• WORK TASK
Extract the full Washington Times article on the capture of al Qaeda paymaster Mustafa Ahmad al-Hisawi and reproduce it word for word.

• EXCERPTED PASSAGE
- The Washington Times - Thursday, March 6, 2003

Captured al Qaeda paymaster Mustafa Ahmad al-Hisawi, taken into custody in Pakistan with Khalid Shaikh Mohammed, the terrorist network's operations chief, played a pivotal role in financing the September 11 attacks on the United States, authorities said yesterday.
U.S. intelligence and law-enforcement officials said al-Hisawi wired substantial sums of money beginning in June 2000 mainly for flight training and living expenses from banks in the United Arab Emirates to several of the 19 hijackers who killed more than 3,000 people.
"It wasn't immediately clear to Pakistani or U.S. authorities that one of the men taken into custody during the Saturday raid was al-Hisawi, but it turned out to be quite a bonus," a senior U.S. official said. "He is a key player and figured heavily in the September 11 attacks."
Al-Hisawi and Mohammed, described by Attorney General John Ashcroft as the "mastermind" of the September 11 suicide strikes, were arrested by Pakistan's security forces in a pre-dawn raid Saturday at a house in Rawalpindi, near the capital, Islamabad.
Authorities have identified al-Hisawi as the primary source of funding for the September 11 hijackers, using the United Arab Emirates as his base of operations to take advantage of loose banking regulations. He was believed to have disappeared in Karachi, using the city's large population of Islamic militants for cover.
In addition to the September 11 attacks, Mohammed has been linked to the bombings of two U.S. embassies in Africa, an attack on the USS Cole in Yemen's harbor, a scheme in the Philippines to blow up 12 U.S. airliners over the Pacific Ocean, an attempt by Richard C. Reid to blow up an airliner with explosives in his shoes, and bombings in Indonesia and at a synagogue in Tunisia.
He also was identified as the man who cut the throat of Wall Street Journal reporter Daniel Pearl on tape.

[Extracted records]

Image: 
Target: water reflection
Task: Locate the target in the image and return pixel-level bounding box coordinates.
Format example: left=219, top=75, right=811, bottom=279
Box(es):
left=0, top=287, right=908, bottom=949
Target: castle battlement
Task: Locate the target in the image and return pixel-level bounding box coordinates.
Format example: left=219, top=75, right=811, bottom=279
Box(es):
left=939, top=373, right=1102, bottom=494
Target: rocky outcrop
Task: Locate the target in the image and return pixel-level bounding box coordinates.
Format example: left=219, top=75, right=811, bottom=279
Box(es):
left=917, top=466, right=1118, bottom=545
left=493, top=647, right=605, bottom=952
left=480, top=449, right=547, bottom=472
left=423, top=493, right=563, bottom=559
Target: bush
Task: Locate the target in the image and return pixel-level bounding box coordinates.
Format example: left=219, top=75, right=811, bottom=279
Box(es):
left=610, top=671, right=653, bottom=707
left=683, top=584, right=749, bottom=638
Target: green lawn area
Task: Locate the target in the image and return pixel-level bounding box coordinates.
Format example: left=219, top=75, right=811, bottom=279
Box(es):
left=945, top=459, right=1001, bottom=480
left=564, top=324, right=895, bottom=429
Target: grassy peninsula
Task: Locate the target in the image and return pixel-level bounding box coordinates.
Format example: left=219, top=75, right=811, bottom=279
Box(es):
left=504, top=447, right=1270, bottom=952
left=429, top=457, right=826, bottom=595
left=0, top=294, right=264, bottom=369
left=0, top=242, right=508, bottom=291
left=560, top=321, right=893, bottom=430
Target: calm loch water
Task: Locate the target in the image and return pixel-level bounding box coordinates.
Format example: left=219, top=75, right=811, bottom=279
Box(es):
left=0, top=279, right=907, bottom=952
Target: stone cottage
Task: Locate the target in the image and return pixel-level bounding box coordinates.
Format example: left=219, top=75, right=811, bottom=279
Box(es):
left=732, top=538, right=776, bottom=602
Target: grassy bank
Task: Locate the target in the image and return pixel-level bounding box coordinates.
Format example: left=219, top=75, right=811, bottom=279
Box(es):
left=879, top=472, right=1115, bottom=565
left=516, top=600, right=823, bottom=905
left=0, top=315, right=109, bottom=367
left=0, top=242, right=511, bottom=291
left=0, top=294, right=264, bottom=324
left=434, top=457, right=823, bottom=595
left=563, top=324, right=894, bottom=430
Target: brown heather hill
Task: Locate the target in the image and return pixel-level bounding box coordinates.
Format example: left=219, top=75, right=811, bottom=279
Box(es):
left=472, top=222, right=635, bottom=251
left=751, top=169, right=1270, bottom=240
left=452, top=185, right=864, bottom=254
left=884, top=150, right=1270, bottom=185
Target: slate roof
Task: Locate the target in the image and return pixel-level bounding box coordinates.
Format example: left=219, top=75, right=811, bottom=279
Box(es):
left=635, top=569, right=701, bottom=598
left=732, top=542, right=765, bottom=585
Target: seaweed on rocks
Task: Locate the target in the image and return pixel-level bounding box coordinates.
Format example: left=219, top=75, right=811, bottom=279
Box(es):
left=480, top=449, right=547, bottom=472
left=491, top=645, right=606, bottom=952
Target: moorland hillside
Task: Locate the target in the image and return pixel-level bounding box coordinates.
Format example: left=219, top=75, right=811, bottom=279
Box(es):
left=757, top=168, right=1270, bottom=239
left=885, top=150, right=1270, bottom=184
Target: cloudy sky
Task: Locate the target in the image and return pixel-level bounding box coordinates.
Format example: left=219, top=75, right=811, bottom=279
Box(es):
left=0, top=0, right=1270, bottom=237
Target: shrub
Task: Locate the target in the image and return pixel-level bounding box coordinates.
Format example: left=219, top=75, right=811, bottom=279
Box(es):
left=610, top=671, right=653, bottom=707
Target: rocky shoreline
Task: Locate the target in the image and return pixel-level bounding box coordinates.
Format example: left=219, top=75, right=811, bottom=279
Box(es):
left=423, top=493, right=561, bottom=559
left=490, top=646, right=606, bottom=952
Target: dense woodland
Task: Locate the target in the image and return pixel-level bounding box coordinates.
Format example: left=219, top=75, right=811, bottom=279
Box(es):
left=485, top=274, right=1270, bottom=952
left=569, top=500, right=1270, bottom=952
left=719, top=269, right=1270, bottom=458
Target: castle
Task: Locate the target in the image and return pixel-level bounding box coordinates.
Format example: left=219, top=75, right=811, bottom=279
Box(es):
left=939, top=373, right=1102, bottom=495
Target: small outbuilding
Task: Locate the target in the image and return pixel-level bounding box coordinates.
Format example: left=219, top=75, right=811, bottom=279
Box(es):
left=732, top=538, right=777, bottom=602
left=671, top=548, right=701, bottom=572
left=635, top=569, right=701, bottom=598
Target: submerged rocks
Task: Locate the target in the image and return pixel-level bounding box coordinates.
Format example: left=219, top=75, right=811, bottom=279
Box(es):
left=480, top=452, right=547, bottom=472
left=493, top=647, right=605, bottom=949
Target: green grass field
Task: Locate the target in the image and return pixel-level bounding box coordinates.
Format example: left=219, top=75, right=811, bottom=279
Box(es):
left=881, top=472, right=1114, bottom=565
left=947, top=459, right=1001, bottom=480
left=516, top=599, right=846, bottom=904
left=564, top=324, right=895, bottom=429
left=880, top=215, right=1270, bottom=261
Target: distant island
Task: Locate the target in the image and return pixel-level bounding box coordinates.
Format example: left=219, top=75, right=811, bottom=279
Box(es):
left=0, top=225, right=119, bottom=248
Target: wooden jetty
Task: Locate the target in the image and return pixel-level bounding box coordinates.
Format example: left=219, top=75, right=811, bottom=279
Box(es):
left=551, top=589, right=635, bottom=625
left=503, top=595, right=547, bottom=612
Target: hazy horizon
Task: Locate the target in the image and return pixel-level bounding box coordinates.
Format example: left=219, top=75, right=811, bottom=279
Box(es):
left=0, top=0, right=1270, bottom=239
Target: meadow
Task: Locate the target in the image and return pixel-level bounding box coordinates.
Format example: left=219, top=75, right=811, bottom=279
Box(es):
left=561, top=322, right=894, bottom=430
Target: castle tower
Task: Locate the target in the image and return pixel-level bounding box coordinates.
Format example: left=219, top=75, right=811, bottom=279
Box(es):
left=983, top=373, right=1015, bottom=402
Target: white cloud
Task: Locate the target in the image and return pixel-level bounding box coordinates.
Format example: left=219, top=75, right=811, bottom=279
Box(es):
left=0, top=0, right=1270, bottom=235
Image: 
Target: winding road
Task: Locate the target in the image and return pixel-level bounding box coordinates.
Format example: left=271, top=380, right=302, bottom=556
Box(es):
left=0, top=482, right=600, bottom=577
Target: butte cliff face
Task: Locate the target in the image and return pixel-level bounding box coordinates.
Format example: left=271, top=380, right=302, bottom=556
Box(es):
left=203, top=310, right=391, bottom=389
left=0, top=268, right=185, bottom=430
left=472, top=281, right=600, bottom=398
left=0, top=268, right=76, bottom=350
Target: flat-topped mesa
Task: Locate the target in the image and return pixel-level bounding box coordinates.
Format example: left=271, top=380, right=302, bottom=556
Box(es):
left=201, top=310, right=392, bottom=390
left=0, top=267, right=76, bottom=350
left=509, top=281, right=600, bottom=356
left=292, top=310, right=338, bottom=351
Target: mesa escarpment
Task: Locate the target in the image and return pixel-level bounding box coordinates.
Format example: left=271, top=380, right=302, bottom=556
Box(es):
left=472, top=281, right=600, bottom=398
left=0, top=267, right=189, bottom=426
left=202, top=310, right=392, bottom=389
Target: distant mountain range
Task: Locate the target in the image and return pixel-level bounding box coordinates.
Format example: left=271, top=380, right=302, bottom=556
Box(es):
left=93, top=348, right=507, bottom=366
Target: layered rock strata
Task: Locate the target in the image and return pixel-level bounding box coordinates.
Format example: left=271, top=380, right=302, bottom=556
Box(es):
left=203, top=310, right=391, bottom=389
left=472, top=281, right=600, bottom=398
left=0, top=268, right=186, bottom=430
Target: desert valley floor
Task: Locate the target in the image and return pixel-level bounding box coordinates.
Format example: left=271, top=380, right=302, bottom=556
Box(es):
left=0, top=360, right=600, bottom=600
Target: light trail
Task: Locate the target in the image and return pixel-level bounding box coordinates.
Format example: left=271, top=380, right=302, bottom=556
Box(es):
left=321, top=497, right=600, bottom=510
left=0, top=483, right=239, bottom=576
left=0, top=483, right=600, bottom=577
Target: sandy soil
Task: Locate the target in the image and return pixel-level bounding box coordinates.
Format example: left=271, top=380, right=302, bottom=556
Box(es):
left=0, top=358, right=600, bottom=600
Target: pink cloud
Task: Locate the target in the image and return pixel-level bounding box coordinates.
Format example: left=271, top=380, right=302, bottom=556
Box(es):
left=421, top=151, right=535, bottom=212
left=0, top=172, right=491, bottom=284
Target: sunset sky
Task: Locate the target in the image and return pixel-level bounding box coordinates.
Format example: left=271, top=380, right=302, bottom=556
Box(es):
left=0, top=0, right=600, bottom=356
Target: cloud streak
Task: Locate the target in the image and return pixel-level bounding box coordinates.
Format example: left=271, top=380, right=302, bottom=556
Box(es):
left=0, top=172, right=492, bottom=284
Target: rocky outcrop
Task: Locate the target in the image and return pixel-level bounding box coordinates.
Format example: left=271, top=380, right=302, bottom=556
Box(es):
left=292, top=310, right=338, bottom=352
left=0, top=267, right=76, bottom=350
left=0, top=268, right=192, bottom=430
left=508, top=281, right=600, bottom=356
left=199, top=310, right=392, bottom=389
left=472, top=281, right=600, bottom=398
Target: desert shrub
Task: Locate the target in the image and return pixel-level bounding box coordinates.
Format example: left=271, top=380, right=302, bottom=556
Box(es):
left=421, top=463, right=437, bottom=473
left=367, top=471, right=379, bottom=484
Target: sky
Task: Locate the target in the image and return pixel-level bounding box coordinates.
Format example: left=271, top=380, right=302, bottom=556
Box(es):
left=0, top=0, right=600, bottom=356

• FINISHED TASK
- The Washington Times - Thursday, March 6, 2003

Captured al Qaeda paymaster Mustafa Ahmad al-Hisawi, taken into custody in Pakistan with Khalid Shaikh Mohammed, the terrorist network's operations chief, played a pivotal role in financing the September 11 attacks on the United States, authorities said yesterday.
U.S. intelligence and law-enforcement officials said al-Hisawi wired substantial sums of money beginning in June 2000 mainly for flight training and living expenses from banks in the United Arab Emirates to several of the 19 hijackers who killed more than 3,000 people.
"It wasn't immediately clear to Pakistani or U.S. authorities that one of the men taken into custody during the Saturday raid was al-Hisawi, but it turned out to be quite a bonus," a senior U.S. official said. "He is a key player and figured heavily in the September 11 attacks."
Al-Hisawi and Mohammed, described by Attorney General John Ashcroft as the "mastermind" of the September 11 suicide strikes, were arrested by Pakistan's security forces in a pre-dawn raid Saturday at a house in Rawalpindi, near the capital, Islamabad.
Authorities have identified al-Hisawi as the primary source of funding for the September 11 hijackers, using the United Arab Emirates as his base of operations to take advantage of loose banking regulations. He was believed to have disappeared in Karachi, using the city's large population of Islamic militants for cover.
In addition to the September 11 attacks, Mohammed has been linked to the bombings of two U.S. embassies in Africa, an attack on the USS Cole in Yemen's harbor, a scheme in the Philippines to blow up 12 U.S. airliners over the Pacific Ocean, an attempt by Richard C. Reid to blow up an airliner with explosives in his shoes, and bombings in Indonesia and at a synagogue in Tunisia.
He also was identified as the man who cut the throat of Wall Street Journal reporter Daniel Pearl on tape.